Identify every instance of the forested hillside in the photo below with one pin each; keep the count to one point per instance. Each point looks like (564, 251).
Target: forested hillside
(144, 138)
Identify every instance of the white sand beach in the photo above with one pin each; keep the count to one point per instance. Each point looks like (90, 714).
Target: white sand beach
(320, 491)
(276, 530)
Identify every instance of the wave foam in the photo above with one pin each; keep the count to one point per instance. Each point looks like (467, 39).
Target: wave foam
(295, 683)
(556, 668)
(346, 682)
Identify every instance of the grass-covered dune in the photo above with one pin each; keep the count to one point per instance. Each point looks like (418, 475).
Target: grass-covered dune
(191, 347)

* * *

▶ GOAL:
Give back exactly the lines running from the line containing "Identify every instance of the white" through the end of the material above, both included, and nothing beyond them.

▶ SOLUTION TO THIS PROBLEM:
Identify every instance of the white sand beach in the photo above with one pin each; keep the count to one point per instance. Each point looks like (90, 714).
Target: white sand beach
(320, 491)
(276, 530)
Identify every instance of the wave foam in the photo above with one pin each; keep the count to one point per instance. Each point looks like (467, 39).
Target: wave foam
(295, 683)
(556, 668)
(346, 682)
Identify every instance of the grass-covered dune in the photo above with one pin each; keep the count to one point per instance. Each point looks like (418, 475).
Target: grass-covered dune
(191, 347)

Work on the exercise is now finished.